> **Exercise material**
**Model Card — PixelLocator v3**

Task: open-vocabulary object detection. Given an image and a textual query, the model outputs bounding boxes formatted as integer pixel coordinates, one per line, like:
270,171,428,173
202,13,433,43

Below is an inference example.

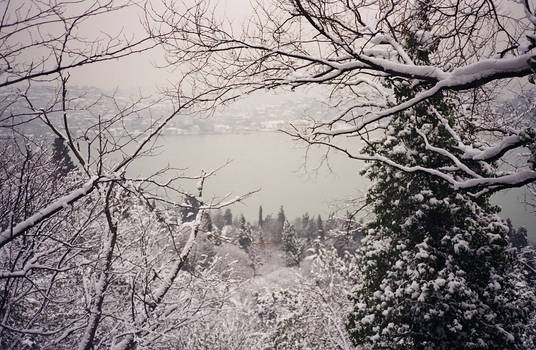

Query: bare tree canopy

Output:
152,0,536,195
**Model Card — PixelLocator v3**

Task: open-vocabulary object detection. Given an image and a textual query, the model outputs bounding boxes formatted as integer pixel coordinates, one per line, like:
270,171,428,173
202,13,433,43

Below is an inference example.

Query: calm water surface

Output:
126,132,536,242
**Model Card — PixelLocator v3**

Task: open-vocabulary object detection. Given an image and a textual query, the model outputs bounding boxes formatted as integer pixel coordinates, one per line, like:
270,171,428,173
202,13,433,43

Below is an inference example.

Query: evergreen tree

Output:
347,1,535,350
259,205,263,228
281,221,304,266
316,215,326,240
223,208,233,225
52,137,76,177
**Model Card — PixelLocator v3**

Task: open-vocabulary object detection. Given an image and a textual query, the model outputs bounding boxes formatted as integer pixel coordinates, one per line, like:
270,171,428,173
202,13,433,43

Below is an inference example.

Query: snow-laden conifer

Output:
347,1,535,350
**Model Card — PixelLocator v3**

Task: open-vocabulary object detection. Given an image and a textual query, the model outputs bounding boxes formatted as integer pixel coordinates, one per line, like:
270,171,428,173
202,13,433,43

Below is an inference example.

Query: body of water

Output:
126,132,536,242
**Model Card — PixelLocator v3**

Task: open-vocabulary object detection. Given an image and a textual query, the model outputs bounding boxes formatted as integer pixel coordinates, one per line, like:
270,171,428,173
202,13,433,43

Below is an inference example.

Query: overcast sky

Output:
71,0,255,93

> **Description of the task**
Reproduce all of the items above word for word, leaving out any pictures.

> **Complete response**
**Model Card — PixelLocator v3**

Task: open-vocabulary object detection. Given an image and a textual query, the model outputs bounding boxes formatted as integer pixel coordinates, one per line, like:
270,171,428,173
202,13,433,43

Below is an inference example.


Query: bare tree canopy

Output:
152,0,536,195
**Model Card — PixelLocator v3**

Task: open-vocabulary object detection. Given an image and a textual query, the model outputs bounding boxes formatted as integer pixel coordinates, one per line, like:
270,171,428,173
202,13,433,43

Below is an inference example.

Query: calm water surface

Output:
126,132,536,242
**Model Card — PixelLocator v3**

Task: open-vocabulary object detection. Given an image and a textual query, the model outputs bounding boxes formatted as integer pixel coordinates, one per line, like:
270,171,428,173
202,13,433,43

Below is an inference example.

Query: evergreen tree

Output:
347,1,535,350
259,205,263,228
281,221,304,266
316,215,326,240
223,208,233,225
52,137,76,177
**Model Card — PixelLocator v3**

Task: open-vocabulary object detection. Given an image and a textual query, the model outputs bounding boxes formatted as integer pixel coordinates, one per line, like:
270,171,428,173
202,13,433,43

Below is an inference example.

Query: snow-laden conifer

Output:
347,1,535,350
**Model Card — PixelLocator v3**

Task: open-vocabulary object detection. Given an image and a textual query, the model outputs bounding boxes formatted as integer pixel coordinates, one per line, like:
270,171,428,173
202,13,433,43

Below is an inference example.

Query: body of water

Output:
126,132,536,242
**Model Card — PixelLocator v3**

Task: open-vocabulary object detection. Given an image and a textual query, the model outputs bounding boxes formatted as integer pixel coordinates, one per line, like:
270,171,428,173
202,13,433,43

Below is an inference example.

Query: overcast sky

Output:
71,0,255,93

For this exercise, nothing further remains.